Task prompt >>
In the data, take the lines between the one holding "Return an outline for every instance of the **white" and the one holding "[[[66,73],[59,73],[59,75],[76,76],[75,74],[66,74]]]", inclusive, and write them out again with "vertices" swapped for "points". Keep everything else the same.

Data records >>
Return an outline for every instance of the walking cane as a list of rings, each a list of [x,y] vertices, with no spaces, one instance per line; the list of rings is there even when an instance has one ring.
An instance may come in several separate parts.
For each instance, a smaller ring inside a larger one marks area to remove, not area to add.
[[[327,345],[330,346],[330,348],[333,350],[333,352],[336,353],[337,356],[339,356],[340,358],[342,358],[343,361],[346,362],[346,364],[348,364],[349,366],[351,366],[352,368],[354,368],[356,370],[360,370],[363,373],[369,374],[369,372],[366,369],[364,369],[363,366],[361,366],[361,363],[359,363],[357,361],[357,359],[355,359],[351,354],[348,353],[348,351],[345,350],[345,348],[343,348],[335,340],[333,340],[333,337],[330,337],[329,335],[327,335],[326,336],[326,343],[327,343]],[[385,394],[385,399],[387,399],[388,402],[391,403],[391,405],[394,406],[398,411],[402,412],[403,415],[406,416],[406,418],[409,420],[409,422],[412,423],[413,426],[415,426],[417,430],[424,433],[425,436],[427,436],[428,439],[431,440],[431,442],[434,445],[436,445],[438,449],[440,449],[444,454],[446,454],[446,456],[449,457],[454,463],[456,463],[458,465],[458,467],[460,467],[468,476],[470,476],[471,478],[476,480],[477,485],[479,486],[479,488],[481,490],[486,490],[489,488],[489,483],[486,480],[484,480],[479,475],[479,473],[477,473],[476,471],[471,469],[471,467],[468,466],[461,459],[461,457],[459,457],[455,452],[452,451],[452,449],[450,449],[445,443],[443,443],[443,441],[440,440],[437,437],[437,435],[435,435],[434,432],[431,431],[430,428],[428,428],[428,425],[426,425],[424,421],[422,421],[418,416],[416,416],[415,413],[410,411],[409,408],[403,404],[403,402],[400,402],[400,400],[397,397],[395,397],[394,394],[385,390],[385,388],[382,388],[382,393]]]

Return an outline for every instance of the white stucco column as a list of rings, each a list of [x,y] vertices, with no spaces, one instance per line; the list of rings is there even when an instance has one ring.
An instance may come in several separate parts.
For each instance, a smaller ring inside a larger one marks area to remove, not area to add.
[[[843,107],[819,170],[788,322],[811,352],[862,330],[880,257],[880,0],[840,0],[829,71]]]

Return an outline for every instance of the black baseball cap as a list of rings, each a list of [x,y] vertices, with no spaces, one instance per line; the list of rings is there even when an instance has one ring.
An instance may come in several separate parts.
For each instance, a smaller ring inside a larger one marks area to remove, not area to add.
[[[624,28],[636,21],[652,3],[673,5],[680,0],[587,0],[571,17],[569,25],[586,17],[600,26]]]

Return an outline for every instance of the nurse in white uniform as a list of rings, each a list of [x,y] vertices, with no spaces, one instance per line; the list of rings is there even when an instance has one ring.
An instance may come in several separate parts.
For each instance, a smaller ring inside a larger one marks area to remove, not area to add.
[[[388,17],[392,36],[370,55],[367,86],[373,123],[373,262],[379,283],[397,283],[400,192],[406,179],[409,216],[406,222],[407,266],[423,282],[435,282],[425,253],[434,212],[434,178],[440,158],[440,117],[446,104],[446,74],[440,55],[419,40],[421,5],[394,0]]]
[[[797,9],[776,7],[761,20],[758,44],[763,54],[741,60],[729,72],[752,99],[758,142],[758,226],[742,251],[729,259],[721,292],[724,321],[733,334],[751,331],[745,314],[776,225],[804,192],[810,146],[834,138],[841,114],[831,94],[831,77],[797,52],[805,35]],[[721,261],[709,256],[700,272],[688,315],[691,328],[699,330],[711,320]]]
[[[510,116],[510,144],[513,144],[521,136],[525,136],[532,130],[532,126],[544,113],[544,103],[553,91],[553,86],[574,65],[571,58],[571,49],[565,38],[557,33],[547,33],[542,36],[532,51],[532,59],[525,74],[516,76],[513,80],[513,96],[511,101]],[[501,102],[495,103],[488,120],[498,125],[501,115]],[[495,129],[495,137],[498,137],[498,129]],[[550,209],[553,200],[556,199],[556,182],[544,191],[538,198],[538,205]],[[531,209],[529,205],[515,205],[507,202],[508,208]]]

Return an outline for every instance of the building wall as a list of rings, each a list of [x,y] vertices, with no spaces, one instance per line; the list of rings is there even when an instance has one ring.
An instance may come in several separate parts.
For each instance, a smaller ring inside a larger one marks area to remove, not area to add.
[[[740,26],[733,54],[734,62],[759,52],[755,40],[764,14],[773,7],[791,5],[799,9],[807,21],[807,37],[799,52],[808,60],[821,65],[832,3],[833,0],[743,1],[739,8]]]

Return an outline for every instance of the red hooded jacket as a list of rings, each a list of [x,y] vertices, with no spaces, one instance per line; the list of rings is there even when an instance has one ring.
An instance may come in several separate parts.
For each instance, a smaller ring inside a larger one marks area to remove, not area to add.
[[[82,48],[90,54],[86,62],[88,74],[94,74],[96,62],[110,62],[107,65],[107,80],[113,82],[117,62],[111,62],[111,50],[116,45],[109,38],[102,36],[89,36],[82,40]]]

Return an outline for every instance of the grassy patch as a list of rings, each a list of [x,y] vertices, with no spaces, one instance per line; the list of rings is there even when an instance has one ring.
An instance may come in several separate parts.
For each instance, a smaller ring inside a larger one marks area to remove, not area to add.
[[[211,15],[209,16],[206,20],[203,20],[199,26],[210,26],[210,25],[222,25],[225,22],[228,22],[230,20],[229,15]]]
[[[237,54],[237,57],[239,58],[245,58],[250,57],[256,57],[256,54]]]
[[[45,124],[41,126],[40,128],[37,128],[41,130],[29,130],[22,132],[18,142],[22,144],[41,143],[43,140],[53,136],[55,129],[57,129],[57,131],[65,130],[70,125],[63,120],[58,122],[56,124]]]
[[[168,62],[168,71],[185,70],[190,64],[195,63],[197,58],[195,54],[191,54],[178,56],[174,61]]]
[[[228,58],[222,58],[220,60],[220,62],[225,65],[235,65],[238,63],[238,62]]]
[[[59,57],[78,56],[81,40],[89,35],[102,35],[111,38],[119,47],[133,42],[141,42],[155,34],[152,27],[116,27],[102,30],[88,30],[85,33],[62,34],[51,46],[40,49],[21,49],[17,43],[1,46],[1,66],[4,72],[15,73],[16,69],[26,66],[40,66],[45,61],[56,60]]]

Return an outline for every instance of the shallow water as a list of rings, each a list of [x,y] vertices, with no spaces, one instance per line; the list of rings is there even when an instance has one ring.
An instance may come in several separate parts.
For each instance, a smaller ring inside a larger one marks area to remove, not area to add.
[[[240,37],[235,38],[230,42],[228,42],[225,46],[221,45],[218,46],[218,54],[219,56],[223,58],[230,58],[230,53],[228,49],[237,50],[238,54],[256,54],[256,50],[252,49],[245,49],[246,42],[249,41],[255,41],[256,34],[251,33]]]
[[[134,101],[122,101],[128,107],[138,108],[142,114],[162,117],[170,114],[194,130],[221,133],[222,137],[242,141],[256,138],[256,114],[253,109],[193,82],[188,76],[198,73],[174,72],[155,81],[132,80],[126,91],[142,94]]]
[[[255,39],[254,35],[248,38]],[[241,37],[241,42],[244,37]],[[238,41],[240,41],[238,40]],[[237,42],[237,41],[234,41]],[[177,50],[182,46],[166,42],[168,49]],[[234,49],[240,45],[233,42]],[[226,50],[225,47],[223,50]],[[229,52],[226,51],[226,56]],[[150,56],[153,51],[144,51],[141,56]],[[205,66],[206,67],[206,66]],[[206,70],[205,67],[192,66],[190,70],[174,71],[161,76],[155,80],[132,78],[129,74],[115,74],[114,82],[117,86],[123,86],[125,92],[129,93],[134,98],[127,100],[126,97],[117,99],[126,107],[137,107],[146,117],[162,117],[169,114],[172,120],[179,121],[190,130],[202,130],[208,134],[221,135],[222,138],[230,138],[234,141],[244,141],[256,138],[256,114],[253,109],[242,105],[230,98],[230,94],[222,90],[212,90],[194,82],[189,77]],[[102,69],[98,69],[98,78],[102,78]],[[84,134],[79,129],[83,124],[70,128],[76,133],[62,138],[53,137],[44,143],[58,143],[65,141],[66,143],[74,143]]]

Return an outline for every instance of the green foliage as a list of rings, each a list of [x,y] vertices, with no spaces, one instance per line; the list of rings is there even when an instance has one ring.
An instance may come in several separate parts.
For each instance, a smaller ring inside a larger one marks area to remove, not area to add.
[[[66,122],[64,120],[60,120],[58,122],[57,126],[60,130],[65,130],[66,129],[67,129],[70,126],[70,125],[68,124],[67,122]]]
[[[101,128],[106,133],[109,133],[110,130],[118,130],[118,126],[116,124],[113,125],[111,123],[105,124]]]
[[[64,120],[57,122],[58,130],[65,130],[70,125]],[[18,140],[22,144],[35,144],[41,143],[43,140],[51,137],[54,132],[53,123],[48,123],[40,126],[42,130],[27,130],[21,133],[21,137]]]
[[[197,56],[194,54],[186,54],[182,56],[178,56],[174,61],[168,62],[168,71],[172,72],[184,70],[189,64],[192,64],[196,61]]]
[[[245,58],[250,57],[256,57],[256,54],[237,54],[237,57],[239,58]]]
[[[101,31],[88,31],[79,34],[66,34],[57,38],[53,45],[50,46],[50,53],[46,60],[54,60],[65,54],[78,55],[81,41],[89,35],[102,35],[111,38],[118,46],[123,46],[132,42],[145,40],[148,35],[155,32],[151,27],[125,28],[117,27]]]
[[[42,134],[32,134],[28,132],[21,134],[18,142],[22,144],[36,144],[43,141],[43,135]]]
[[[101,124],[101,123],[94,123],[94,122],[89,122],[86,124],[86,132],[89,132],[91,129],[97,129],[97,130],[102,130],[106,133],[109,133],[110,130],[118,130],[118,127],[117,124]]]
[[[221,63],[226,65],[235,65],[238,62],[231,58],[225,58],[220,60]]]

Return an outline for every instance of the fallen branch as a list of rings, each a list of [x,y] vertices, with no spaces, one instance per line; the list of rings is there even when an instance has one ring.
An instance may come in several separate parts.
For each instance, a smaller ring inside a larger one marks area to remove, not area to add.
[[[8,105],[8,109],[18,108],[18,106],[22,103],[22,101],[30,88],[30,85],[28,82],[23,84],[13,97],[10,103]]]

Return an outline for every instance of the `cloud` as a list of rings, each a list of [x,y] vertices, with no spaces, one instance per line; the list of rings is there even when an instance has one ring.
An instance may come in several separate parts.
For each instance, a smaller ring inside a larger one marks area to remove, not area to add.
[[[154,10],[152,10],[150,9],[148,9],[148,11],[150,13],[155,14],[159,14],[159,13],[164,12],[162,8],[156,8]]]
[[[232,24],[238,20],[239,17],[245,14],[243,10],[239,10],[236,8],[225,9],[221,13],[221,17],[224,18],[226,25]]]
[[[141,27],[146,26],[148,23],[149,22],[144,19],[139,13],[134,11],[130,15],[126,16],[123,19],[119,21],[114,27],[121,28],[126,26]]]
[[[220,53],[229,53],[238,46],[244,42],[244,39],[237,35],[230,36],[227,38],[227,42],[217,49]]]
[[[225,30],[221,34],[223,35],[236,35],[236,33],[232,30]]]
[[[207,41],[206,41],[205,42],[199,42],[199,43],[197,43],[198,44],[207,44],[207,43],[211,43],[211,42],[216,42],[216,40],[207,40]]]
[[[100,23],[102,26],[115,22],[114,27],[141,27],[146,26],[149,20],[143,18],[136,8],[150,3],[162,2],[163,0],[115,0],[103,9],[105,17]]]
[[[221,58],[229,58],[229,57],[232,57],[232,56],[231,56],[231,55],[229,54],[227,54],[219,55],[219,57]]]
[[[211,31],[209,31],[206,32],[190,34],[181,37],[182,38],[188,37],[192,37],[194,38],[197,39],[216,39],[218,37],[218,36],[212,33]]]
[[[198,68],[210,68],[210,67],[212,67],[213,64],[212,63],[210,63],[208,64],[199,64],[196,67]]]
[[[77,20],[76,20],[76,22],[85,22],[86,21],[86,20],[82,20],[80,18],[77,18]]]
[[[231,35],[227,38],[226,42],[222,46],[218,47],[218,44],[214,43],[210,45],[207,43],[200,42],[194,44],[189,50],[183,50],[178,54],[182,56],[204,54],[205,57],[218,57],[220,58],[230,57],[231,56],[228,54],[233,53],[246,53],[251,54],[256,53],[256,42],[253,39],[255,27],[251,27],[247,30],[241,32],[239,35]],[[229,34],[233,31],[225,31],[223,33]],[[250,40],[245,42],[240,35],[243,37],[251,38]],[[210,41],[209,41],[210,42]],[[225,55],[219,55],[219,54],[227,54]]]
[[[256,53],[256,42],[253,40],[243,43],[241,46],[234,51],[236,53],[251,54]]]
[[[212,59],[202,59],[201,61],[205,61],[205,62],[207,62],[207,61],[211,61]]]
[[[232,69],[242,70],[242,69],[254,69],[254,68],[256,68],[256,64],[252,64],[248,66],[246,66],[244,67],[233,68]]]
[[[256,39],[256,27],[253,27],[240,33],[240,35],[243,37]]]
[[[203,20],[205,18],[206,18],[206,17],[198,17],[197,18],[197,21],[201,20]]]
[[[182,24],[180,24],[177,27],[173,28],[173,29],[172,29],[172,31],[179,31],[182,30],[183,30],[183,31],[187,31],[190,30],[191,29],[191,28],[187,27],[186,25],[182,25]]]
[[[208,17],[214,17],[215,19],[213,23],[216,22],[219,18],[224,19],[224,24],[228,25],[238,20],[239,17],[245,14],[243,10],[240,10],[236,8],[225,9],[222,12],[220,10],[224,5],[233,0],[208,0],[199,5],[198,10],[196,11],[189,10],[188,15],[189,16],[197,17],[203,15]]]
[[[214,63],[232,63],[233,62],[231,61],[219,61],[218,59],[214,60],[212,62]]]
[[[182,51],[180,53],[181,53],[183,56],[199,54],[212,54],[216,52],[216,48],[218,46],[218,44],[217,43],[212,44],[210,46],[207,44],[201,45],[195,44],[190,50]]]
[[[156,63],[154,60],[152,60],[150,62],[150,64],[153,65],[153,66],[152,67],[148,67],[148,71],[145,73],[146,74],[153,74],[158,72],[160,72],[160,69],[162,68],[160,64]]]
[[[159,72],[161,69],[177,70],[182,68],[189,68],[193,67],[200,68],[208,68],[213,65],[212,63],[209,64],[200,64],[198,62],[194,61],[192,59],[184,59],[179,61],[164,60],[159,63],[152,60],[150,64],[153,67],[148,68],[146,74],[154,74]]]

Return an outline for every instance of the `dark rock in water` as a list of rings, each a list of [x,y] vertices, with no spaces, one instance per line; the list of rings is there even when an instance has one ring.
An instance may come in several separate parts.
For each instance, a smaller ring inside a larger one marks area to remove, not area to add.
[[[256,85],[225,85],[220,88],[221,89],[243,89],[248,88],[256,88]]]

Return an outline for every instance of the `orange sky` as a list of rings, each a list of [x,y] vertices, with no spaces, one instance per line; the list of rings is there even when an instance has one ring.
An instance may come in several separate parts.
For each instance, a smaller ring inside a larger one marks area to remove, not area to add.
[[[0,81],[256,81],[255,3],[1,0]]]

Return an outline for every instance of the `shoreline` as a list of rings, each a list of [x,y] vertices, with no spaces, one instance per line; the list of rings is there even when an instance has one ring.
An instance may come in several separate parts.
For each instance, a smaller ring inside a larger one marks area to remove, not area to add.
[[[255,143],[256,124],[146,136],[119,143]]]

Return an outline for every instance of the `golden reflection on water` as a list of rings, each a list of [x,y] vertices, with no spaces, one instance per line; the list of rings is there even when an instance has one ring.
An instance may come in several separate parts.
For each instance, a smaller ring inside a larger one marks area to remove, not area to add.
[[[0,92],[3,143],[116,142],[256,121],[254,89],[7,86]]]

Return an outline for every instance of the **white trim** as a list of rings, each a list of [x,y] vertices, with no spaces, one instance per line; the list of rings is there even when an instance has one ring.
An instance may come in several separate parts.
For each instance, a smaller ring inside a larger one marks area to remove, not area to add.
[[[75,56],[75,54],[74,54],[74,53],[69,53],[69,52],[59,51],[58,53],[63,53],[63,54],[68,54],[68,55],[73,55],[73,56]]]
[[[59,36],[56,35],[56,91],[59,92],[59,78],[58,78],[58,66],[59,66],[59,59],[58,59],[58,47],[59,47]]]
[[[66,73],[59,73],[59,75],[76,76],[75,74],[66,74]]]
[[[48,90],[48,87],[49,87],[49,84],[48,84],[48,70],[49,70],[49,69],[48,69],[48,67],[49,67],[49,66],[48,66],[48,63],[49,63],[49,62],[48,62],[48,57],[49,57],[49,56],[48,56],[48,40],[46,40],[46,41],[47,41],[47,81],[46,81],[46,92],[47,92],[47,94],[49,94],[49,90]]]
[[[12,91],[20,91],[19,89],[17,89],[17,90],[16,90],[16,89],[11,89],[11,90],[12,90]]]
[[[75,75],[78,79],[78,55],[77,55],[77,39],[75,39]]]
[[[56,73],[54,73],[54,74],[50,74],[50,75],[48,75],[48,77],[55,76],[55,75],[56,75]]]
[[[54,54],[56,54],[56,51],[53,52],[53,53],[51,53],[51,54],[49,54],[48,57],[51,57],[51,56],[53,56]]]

Response to the task >>
Return an outline for every instance of the **white trim** as a list of rings, each a list of [x,y] points, with no spaces, one instance per line; the list of rings is there even when an instance has one ring.
An instance may come in several separate parts.
For each instance, a smaller ring inside a larger one marks area to remove, not area to add.
[[[75,56],[75,54],[74,54],[74,53],[69,53],[69,52],[59,51],[58,53],[63,53],[63,54],[68,54],[68,55],[73,55],[73,56]]]
[[[59,36],[56,35],[56,91],[59,92],[59,78],[58,78],[58,66],[59,66],[59,59],[58,59],[58,47],[59,47]]]
[[[66,73],[59,73],[59,75],[76,76],[75,74],[66,74]]]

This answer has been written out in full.